* **Estratto della pagina**:
--------------------------------------------------
Heri dicebamus di Giovanni Scirocco per la nuova Critica Sociale del 28 settembre 2022
28 settembre 2022
Il
15 gennaio 1891 usciva il primo numero di “Critica sociale”. Filippo Turati vi
pubblicava un articolo, I partiti
politici e il socialismo, in cui si descrivevano le reazioni più comuni,
anche tra le masse, rispetto al sorgere del movimento socialista, «tuttora
essenzialmente una perfetta incognita, e nel quale ciascuno colloca, senza
avvedersene, e quindi finisce per ritrovarvi, per il gioco di una autoproiezione
singolarissima, o le proprie paure o le proprie speranze, in ogni caso le
proprie ignoranze, idee torte, pregiudizi», senza sforzarsi di vedervi quello
che esso in realtà è, «un punto di veduta storico e scientifico, una dottrina
positiva suggerita dalla evoluzione incessante e fatale dei grandi fatti
economici e morali che solcano la storia».
Nel
prosieguo dell’articolo, si dedicava poi a una specie di rassegna
antropologica, ironica, ma anche amara, di quelli che definiva gli
“pseudosocialisti”, elencandone i vari tipi: “i socialisti a lunga scadenza”
(quelli che dicono: “Idee stupendissime, ma… fra dieci secoli”); “i socialisti
sentimentali”, («che inneggiano al socialismo per l’amore o per la pace
universale, o per la filantropia, o per quella qualunque altra cosa che non è
il socialismo»); “i socialisti profondi e riservati” («che meditano la
questione sociale per tutta la vita senza mai pronunciarsi»); “i socialisti
allegri” («quelli che dopo una cena succulenta vi battono sull’omero, vi
stringono la mano e vi sussurrano all’orecchio: “Eh, sono socialista anch’io!”.
“Socialista più di voi”, soggiungono talvolta i più codini: ma guai se li
tirate al concreto, vi sguisciano di mano e se hanno un opificio, per coerenza
ai princìpi non ammettono i “loro” operai alla partecipazione negli utili-
questa illusioncella borghese!»); “i socialisti ammazzasette e rivoluzionari”,
«quasi sempre, a loro dispetto, ottimi figliuoli, amici non di rado
dell’accidia e delle grandi parole»; “i socialisti baldi e rumorosi”, «che
rimproverano ai compagni l’insanabile inerzia e l’apatia, non constando che
loro, dal vociare in fuori, abbiano fatto mai qualcosa in più degli altri»; e
infine “i socialisti timidi” e “i socialisti inconsci”, «i più fidi (…), la
materia stessa, per quanto ancora grezza, del socialismo in azione; sono la
rivoluzione che si fa, il socialismo che diventa».
--------------------------------------------------
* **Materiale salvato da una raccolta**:
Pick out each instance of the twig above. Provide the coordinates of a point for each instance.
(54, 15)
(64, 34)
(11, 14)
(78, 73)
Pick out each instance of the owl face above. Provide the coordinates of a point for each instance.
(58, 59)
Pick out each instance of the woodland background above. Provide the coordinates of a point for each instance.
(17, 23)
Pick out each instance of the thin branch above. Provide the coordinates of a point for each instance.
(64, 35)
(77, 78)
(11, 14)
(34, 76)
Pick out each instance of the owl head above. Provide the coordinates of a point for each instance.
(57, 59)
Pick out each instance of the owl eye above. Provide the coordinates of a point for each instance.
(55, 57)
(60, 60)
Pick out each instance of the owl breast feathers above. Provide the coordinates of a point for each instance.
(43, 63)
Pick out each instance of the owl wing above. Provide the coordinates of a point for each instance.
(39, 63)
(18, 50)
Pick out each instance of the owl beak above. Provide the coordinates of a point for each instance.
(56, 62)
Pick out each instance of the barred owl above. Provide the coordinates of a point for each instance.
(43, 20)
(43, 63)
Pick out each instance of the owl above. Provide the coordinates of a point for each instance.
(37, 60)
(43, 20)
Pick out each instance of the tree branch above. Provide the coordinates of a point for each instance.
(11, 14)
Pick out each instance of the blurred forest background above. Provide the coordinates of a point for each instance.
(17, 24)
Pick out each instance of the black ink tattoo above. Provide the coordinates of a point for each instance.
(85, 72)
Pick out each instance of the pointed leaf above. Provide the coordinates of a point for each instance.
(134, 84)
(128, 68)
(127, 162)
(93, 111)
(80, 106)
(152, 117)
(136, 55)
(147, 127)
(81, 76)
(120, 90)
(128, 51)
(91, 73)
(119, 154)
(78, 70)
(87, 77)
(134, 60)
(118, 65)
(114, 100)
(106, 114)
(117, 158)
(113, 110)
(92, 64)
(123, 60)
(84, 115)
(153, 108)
--------------------------------------------------
* **Consegna 1**: Indica quante righe dei dati contengono la stringa "branch". Rispondi soltanto con il numero.
* **Consegna 2**: Prosegui l'estratto su Turati e la nascita di «Critica sociale» a partire dal punto in cui si interrompe.

* **Risposta corretta 1**: 2

* **Risposta corretta 2**:
Ecco,
in questi ultimi trent’anni (a dir la verità, anche prima…), abbiamo assistito,
nel variegato mondo del socialismo italiano, al comparire sulla scena, e
all’altrettanto rapido scomparire, di vari personaggi del genere, impegnati
soprattutto a guardare con rancore e senza un minimo, se non di autocritica,
almeno di consapevolezza, a ciò che era accaduto, e più o meno incapaci, di fronte
“ai grandi fatti economici e morali” che anche in questi decenni hanno segnato
il mondo (a dispetto degli improvvidi teorici della “fine della storia”), di
elaborare un’interpretazione di ciò che avveniva, una proposta, anche modesta,
ma degna della storia dello stesso movimento socialista. Se ci pensiamo bene,
gli ultimi programmi socialisti sono stati il Progetto socialista, presentato al congresso di Torino (1978) e, se
vogliamo, la conferenza programmatica di Rimini (1982), quella dei “meriti e
bisogni”. Progetti entrambi destinati a restare sulla carta, discutibili e, per
molti aspetti, anche velleitari, ma che, vivaddio, avevano dietro di sé
un’elaborazione teorica, una visione del mondo, un’interpretazione della
società.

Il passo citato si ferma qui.